══ INFORMATION SHOWN ══

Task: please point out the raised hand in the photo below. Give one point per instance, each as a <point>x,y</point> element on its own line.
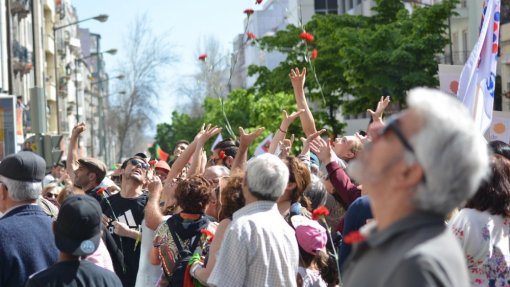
<point>78,129</point>
<point>246,139</point>
<point>287,120</point>
<point>297,78</point>
<point>381,106</point>
<point>322,149</point>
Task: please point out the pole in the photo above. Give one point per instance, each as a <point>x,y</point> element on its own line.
<point>450,37</point>
<point>76,90</point>
<point>57,96</point>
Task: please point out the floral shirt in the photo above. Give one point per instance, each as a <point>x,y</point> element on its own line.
<point>485,240</point>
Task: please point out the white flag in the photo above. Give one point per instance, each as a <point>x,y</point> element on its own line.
<point>216,141</point>
<point>477,82</point>
<point>263,147</point>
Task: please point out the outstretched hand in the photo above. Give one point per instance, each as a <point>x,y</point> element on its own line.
<point>246,139</point>
<point>78,129</point>
<point>381,106</point>
<point>322,149</point>
<point>287,120</point>
<point>297,78</point>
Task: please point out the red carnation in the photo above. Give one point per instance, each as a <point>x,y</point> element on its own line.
<point>100,192</point>
<point>353,237</point>
<point>306,37</point>
<point>251,36</point>
<point>320,212</point>
<point>314,54</point>
<point>207,235</point>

═══

YOUR OBJECTIVE
From the first line above to the last, reproduce the records exactly but without the pictures.

ANSWER SPACE
Task: please point out the raised hand in the photo below. Give one point per instance, each as a <point>x,y</point> element on its own line.
<point>78,129</point>
<point>246,139</point>
<point>287,120</point>
<point>297,78</point>
<point>381,106</point>
<point>322,149</point>
Task: please point out the pole in the photo above. Give one point per instance, each as a <point>x,y</point> element on its own line.
<point>450,37</point>
<point>76,90</point>
<point>57,96</point>
Task: please point out the floral shirt in the photo above. Give one point per instance, each as a <point>x,y</point> element on its own line.
<point>485,240</point>
Task: please point out the white flag in the photo above. Give one point per instance, each as a <point>x,y</point> element on its own line.
<point>216,141</point>
<point>477,82</point>
<point>263,147</point>
Task: please point out the outstretched hand in the photo above. Give one point per instance, each as a <point>x,y</point> element on its own line.
<point>246,139</point>
<point>78,129</point>
<point>381,106</point>
<point>322,149</point>
<point>287,120</point>
<point>297,78</point>
Task: please point out the red carnation in the photo above. Give one point per instance, each as a <point>x,y</point> element on its own line.
<point>100,192</point>
<point>353,237</point>
<point>306,37</point>
<point>251,36</point>
<point>320,212</point>
<point>314,54</point>
<point>207,235</point>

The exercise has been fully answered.